> [DESCRIPTION OF THE TASK]: Take the lines below beginning at the line that has "this form: (111,70)." and stopping after the line that has "Target: aircraft winglet", and print them exactly as they are, with no other lines.

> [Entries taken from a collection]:
##########

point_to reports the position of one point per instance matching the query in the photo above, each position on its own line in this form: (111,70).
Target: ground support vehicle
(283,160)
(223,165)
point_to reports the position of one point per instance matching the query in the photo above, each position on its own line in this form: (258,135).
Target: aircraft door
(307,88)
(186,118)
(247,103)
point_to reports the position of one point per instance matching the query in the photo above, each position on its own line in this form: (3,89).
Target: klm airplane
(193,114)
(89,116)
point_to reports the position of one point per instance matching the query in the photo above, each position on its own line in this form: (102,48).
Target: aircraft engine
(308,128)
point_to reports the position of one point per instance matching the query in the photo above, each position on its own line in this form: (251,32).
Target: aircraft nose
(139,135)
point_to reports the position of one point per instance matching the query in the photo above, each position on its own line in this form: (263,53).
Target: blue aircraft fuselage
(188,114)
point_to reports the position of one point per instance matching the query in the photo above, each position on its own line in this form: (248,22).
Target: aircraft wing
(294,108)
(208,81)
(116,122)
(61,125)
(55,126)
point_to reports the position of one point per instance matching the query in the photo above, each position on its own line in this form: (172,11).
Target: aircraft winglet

##########

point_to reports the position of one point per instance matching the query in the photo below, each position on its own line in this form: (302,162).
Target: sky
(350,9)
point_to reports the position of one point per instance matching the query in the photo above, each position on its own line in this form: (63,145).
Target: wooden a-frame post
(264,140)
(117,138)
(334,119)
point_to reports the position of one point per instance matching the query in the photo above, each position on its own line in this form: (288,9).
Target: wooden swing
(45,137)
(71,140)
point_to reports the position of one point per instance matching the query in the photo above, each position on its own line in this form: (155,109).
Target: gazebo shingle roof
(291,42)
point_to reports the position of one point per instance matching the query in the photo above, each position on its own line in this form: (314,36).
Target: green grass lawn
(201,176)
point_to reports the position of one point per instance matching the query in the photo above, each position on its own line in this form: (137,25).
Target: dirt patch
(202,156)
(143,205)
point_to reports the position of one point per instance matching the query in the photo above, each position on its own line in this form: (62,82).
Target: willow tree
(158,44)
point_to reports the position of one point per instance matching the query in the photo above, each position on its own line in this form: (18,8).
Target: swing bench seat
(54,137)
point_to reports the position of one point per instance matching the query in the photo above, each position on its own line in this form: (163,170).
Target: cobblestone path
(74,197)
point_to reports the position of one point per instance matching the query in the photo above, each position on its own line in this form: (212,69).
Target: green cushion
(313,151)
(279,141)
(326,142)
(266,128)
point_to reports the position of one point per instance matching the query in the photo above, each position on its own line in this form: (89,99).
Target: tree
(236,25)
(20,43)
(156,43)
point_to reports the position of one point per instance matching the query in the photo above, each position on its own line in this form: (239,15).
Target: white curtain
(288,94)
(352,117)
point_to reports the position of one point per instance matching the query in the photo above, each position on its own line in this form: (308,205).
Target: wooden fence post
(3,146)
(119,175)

##########

> [ANSWER BOX]:
point_to reports the position of one point per instance matching the query in the photo above, each position on its own line in this form: (111,70).
Target: ground support vehicle
(283,160)
(223,165)
point_to reports the position of one point per instance matching the query in the photo above, each position on its own line in this form: (258,135).
Target: aircraft door
(307,88)
(186,118)
(247,103)
point_to reports the position of one point per instance matching the query in the photo above, each position on its own line in this form: (3,89).
Target: klm airplane
(193,114)
(89,116)
point_to reports the position of one point per instance matching the query in the photo above, each position on its own line in this form: (102,48).
Target: aircraft engine
(308,128)
point_to reports the position of one point per instance matching the query in the photo above, each position on its own line in this form: (251,32).
Target: aircraft nose
(139,135)
point_to reports the position of one point per instance matching the query in the photo above, each position on its own line in this form: (263,53).
Target: blue aircraft fuselage
(188,114)
point_to reports the position of one point per instance matching the query in the photo above, each position on its own line in this form: (248,22).
Target: aircraft wing
(294,108)
(208,81)
(116,122)
(61,125)
(55,126)
point_to reports the position of one point per instance matching the query in the photo above, each position on its own line in this form: (172,11).
Target: aircraft winglet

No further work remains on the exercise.